[Opening DOCUMENT SECTION section]

Creative LeadershipStrategy & Marketing

A Post-Pandemic Problem I Never Expected

Have you noticed your younger employees in meetings?

Recently I sat in a client meeting with a significant number of employees who had absolutely no clue about how to conduct themselves in a meeting. They were distracted, most were on their phone, others checking email or talking to their neighbor during the presentation.

The were incredibly rude, and I was baffled until I realized that they were all younger employees who had started their careers during the pandemic working from home. As a result, they had little to no experience on how to conduct themselves in a meeting, how to respect other employees, how to focus on a presenter, or how to even sit quietly.

While remote work brought many advantages, such as flexibility and the ability to work from anywhere, it also had its drawbacks. One of the most significant challenges for younger workers is the lack of experience working with others in an office environment. As a result, many are struggling to navigate the social dynamics of the workplace.

They’ve never experienced the day-to-day social interactions that are typical in a workplace, such as water-cooler conversations, team meetings, or even casual chitchat. As a result, many of them may find it difficult to build relationships with co-workers, understand office politics, or navigate company culture.

[Closing DOCUMENT SECTION section]
[Opening PROVIDED INFORMATION section]

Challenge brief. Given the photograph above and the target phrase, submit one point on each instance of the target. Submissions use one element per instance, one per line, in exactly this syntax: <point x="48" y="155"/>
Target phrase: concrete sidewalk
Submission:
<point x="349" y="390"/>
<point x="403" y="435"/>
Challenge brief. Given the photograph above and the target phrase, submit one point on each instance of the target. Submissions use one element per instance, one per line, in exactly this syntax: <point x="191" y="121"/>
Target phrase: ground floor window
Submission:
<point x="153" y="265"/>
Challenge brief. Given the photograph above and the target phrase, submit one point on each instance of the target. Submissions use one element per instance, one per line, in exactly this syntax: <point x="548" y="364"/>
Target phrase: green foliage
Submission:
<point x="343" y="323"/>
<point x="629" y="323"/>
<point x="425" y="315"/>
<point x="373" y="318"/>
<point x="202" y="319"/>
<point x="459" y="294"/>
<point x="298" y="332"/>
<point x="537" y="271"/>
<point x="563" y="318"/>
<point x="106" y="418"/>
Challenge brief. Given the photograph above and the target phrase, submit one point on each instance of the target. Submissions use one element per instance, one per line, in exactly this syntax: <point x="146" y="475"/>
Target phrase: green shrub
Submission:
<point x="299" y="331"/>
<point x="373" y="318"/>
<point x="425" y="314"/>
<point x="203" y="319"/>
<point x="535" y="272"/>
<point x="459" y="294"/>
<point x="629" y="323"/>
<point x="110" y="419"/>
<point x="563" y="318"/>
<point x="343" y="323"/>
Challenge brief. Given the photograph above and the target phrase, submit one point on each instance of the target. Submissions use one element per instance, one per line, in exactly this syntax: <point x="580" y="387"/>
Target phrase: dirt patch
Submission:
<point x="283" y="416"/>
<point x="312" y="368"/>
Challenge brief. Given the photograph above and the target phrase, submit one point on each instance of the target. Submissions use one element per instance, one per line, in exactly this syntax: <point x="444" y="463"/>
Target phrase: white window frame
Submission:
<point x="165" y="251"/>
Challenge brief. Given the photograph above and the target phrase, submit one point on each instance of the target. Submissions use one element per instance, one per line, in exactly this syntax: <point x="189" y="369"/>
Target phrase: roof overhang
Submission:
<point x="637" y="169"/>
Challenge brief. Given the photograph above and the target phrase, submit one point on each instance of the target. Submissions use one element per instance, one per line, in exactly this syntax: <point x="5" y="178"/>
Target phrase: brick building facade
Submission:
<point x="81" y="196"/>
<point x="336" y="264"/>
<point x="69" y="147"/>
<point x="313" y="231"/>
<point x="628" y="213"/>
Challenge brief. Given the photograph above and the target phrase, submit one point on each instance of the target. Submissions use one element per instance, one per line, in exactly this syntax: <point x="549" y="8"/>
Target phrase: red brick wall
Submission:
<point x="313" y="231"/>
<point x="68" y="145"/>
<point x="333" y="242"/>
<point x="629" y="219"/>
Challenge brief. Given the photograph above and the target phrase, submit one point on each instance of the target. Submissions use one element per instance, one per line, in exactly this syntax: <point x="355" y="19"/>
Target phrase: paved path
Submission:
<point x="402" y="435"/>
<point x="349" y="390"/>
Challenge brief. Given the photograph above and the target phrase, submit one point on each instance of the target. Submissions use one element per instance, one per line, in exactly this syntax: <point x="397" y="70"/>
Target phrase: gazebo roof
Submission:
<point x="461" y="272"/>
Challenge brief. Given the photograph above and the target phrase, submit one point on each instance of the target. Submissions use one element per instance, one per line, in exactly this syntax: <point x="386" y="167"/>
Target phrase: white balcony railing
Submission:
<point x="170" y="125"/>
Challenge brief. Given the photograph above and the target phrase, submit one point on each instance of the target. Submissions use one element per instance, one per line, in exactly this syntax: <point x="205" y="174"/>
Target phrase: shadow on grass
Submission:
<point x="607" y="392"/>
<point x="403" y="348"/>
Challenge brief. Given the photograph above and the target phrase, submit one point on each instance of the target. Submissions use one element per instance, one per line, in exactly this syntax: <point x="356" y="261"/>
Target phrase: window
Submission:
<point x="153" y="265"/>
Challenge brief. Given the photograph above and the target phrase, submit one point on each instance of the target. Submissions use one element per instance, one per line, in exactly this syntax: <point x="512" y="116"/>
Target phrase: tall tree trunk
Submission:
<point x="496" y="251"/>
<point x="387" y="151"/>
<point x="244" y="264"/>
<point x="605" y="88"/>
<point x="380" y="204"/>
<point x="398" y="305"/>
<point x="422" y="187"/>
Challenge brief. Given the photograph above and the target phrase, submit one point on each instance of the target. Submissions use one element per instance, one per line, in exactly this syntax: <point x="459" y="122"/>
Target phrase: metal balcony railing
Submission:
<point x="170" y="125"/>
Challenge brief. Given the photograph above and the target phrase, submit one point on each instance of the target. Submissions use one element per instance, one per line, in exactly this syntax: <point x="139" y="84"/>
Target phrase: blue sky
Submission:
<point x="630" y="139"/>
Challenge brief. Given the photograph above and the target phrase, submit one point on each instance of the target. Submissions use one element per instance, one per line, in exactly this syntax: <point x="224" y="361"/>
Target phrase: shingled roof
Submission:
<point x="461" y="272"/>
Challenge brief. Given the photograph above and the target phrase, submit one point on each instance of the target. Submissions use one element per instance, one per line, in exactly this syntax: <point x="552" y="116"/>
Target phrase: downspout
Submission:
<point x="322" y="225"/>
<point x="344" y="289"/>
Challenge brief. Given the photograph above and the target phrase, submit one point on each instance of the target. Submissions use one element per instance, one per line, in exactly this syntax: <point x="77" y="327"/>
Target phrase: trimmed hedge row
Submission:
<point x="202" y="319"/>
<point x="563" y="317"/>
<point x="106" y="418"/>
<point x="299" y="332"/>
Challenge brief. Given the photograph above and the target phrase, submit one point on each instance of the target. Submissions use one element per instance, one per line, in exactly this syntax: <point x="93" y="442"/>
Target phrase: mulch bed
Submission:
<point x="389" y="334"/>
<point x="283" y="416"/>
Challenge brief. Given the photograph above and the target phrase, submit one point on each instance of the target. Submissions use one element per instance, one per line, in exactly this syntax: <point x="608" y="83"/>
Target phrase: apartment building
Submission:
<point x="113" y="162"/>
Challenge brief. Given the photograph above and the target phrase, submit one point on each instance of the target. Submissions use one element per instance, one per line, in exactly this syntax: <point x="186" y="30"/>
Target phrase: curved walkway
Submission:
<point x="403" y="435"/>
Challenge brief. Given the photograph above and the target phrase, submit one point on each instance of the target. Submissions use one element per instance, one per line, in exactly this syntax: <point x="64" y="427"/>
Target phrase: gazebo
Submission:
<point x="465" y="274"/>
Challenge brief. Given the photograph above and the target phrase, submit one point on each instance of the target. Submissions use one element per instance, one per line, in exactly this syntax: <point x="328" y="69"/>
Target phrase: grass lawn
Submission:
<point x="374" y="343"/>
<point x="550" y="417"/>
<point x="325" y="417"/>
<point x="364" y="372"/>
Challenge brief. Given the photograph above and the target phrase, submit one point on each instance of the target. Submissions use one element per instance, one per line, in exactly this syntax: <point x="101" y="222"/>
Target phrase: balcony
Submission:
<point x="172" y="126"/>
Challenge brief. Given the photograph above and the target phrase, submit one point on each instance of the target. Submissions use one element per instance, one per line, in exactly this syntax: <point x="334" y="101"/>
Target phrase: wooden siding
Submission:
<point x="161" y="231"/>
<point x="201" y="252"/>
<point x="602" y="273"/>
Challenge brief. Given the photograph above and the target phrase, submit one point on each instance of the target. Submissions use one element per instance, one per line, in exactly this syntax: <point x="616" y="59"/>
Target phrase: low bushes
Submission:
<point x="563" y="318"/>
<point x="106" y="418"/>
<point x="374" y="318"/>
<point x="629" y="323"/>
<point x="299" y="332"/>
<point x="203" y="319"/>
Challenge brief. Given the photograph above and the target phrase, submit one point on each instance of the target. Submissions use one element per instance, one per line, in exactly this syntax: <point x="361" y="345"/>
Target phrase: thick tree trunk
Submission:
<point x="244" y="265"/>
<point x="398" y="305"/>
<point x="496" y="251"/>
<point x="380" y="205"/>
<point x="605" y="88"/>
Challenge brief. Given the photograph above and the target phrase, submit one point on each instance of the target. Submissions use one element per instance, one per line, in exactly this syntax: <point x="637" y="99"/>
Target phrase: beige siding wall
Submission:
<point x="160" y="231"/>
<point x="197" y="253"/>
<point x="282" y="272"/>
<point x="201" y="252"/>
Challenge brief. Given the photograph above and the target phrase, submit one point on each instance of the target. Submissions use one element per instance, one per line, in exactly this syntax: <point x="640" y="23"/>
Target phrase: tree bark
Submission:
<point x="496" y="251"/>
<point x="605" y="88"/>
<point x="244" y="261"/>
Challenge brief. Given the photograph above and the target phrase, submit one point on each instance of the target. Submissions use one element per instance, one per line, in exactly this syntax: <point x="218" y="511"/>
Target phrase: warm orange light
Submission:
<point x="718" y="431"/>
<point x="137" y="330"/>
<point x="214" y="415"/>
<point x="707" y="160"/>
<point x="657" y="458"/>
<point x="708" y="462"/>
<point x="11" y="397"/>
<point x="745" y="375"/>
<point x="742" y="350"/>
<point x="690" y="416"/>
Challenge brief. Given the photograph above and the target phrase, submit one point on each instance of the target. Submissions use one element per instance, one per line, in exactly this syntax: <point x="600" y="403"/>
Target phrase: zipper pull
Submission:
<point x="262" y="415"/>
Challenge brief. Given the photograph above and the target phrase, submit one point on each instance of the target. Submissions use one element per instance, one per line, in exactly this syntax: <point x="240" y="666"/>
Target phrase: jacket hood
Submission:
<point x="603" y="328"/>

[Closing PROVIDED INFORMATION section]

» PROBLEM REQUIREMENTS
Extract the text of the workplace meetings article from "Creative LeadershipStrategy &" to "during the presentation." without changing any wording.

» RESPONSE TO THE EXERCISE
Creative LeadershipStrategy & Marketing

A Post-Pandemic Problem I Never Expected

Have you noticed your younger employees in meetings?

Recently I sat in a client meeting with a significant number of employees who had absolutely no clue about how to conduct themselves in a meeting. They were distracted, most were on their phone, others checking email or talking to their neighbor during the presentation.